-- begin Working data --

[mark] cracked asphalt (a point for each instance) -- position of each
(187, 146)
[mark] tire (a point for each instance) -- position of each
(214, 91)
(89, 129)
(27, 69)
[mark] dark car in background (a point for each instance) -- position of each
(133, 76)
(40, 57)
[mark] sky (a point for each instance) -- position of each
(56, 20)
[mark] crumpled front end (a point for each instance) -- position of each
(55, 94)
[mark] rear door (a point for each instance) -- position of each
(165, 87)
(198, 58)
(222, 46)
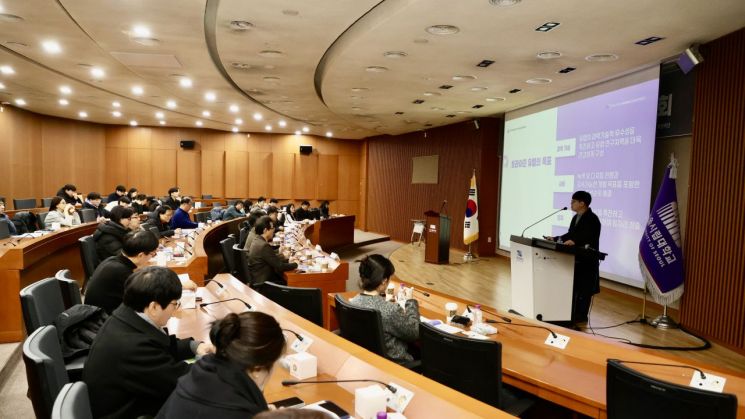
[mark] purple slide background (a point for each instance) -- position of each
(633, 162)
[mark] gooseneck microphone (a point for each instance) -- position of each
(288, 383)
(549, 215)
(222, 301)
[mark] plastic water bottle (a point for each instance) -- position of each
(478, 316)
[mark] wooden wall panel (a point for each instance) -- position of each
(189, 172)
(306, 176)
(283, 173)
(714, 300)
(213, 172)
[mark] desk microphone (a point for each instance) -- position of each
(288, 383)
(222, 301)
(553, 213)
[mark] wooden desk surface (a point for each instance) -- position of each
(337, 359)
(573, 377)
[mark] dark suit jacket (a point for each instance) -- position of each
(133, 367)
(265, 264)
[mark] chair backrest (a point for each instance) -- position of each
(363, 326)
(69, 287)
(41, 303)
(89, 256)
(24, 203)
(226, 247)
(471, 366)
(305, 302)
(72, 402)
(87, 215)
(45, 369)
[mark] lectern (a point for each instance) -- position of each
(437, 246)
(542, 274)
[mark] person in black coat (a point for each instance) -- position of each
(109, 236)
(584, 233)
(229, 383)
(106, 286)
(133, 363)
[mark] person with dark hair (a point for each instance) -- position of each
(303, 213)
(106, 286)
(584, 232)
(70, 194)
(181, 217)
(400, 325)
(234, 211)
(174, 198)
(5, 219)
(161, 218)
(134, 364)
(61, 212)
(229, 384)
(119, 191)
(263, 262)
(109, 236)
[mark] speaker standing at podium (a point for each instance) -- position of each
(584, 231)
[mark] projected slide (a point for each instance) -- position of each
(603, 145)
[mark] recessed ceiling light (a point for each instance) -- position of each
(442, 29)
(601, 57)
(376, 69)
(51, 47)
(394, 54)
(548, 55)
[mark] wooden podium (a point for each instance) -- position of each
(437, 245)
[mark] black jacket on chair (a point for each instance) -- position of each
(133, 367)
(214, 388)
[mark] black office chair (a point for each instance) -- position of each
(89, 256)
(69, 287)
(25, 203)
(228, 258)
(305, 302)
(45, 369)
(471, 366)
(72, 402)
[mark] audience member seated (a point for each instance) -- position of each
(119, 191)
(106, 286)
(109, 236)
(174, 198)
(70, 194)
(61, 212)
(229, 384)
(4, 218)
(263, 262)
(234, 211)
(400, 326)
(133, 364)
(161, 218)
(181, 217)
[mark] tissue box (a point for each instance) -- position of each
(302, 365)
(368, 401)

-- end Working data --

Your goal
Convert all of the data above into a JSON list of strings with one string per line, leaving out blank lines and the pictures.

Solved exercise
[
  "[mark] cracked asphalt (a point for each instance) -- position of each",
  "(187, 146)",
  "[mark] tire (a point for each instance) -- position of each",
  "(214, 91)",
  "(89, 129)",
  "(27, 69)",
  "[mark] dark car in background (a point for each instance) -- position of each",
  "(133, 76)",
  "(40, 57)",
  "[mark] sky (a point for each instance) -- position of each",
  "(56, 20)",
  "[mark] crumpled front end (a point for each instance) -- position of each",
  "(55, 94)",
  "[mark] rear door (a point for each instance) -- position of each",
  "(165, 87)",
  "(198, 58)",
  "(222, 46)",
  "[mark] purple slide background (a point for each instance) -- position of each",
  "(633, 162)",
  "[mark] gooseneck microphone (a point for each instance) -- position of each",
  "(288, 383)",
  "(549, 215)",
  "(222, 301)",
  "[mark] plastic water bottle (a point for each instance) -- position of each",
  "(478, 316)",
  "[mark] wooden wall panel (a point for each instance) -- position of each",
  "(189, 172)",
  "(306, 176)",
  "(283, 173)",
  "(714, 300)",
  "(213, 172)",
  "[mark] desk microphone (a point for each instance) -- position of each",
  "(288, 383)",
  "(222, 301)",
  "(553, 213)",
  "[mark] wooden desk surface (a point for each instance) -- position of each",
  "(337, 359)",
  "(573, 377)",
  "[mark] dark suit jacket (a point for each instance) -- position of each",
  "(133, 367)",
  "(265, 264)",
  "[mark] chair backrest (a point for each instance) -- position of each",
  "(363, 326)",
  "(69, 287)",
  "(41, 303)",
  "(89, 256)",
  "(24, 203)",
  "(226, 247)",
  "(471, 366)",
  "(305, 302)",
  "(72, 402)",
  "(87, 215)",
  "(45, 369)",
  "[mark] lectern (a point for each instance) -- position of each",
  "(437, 246)",
  "(542, 274)",
  "[mark] person in black coat (a point for each instance) -- position of each",
  "(109, 236)",
  "(584, 233)",
  "(229, 383)",
  "(106, 286)",
  "(133, 363)",
  "[mark] person with dark hair (a point for each instance) -- position of each",
  "(303, 213)",
  "(106, 286)",
  "(584, 232)",
  "(70, 194)",
  "(181, 217)",
  "(400, 325)",
  "(234, 211)",
  "(174, 198)",
  "(5, 219)",
  "(161, 218)",
  "(134, 364)",
  "(61, 212)",
  "(229, 384)",
  "(119, 191)",
  "(263, 262)",
  "(109, 236)",
  "[mark] speaker standing at podium (a point for each instance) -- position of each",
  "(584, 231)",
  "[mark] projected slide (a point for each instance) -- position of each",
  "(603, 145)",
  "[mark] recessed ceiling light (a point for each instance) -- position of each",
  "(442, 29)",
  "(601, 57)",
  "(376, 69)",
  "(51, 47)",
  "(394, 54)",
  "(548, 55)",
  "[mark] wooden podium (a point for each instance) -- position of each",
  "(437, 245)",
  "[mark] black jacket on chair (a point for each instance) -- position of each",
  "(133, 367)",
  "(214, 388)",
  "[mark] black office chair (a point for each instance) -- position of each",
  "(89, 256)",
  "(69, 287)",
  "(25, 203)",
  "(228, 258)",
  "(305, 302)",
  "(45, 369)",
  "(471, 366)",
  "(72, 402)",
  "[mark] audience member seated (a point for each instance) -- position of each",
  "(119, 191)",
  "(106, 286)",
  "(109, 236)",
  "(174, 198)",
  "(70, 194)",
  "(61, 212)",
  "(229, 384)",
  "(4, 218)",
  "(263, 262)",
  "(234, 211)",
  "(400, 326)",
  "(133, 364)",
  "(161, 218)",
  "(181, 217)",
  "[mark] tissue box (a point for each instance) -- position of each",
  "(302, 365)",
  "(368, 401)"
]